# Source data:
------------------------------------

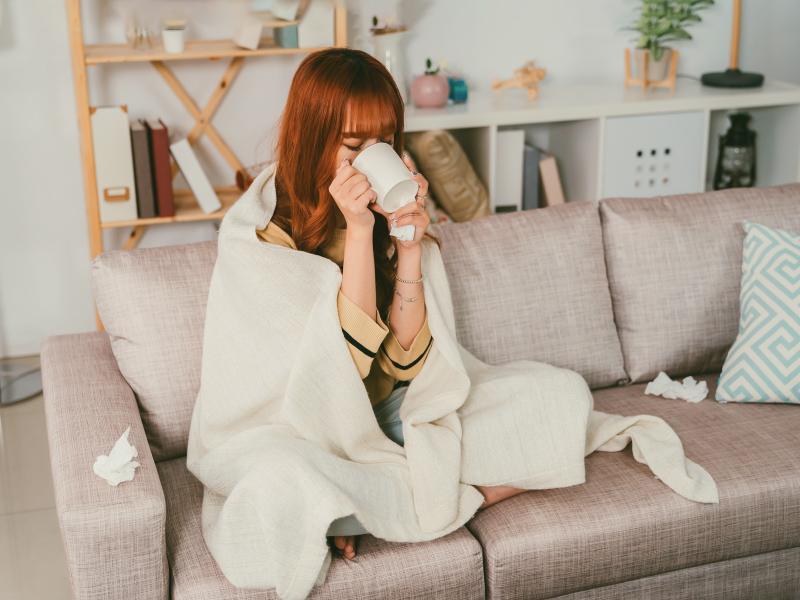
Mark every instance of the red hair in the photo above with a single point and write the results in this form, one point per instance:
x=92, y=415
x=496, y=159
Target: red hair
x=329, y=86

------------------------------------

Render every line of the data above as a Markdown table with the columns Row and Line, numbering each line and skipping any blank ones. Leave the pictures out.

# Response to the exercise:
| Row | Line |
|---|---|
| 1 | Mark every instance of the red hair in the photo above with a single point and write the results in this form, one point per instance: |
| 2 | x=92, y=415 |
| 3 | x=496, y=159 |
| 4 | Target: red hair |
| 5 | x=329, y=86 |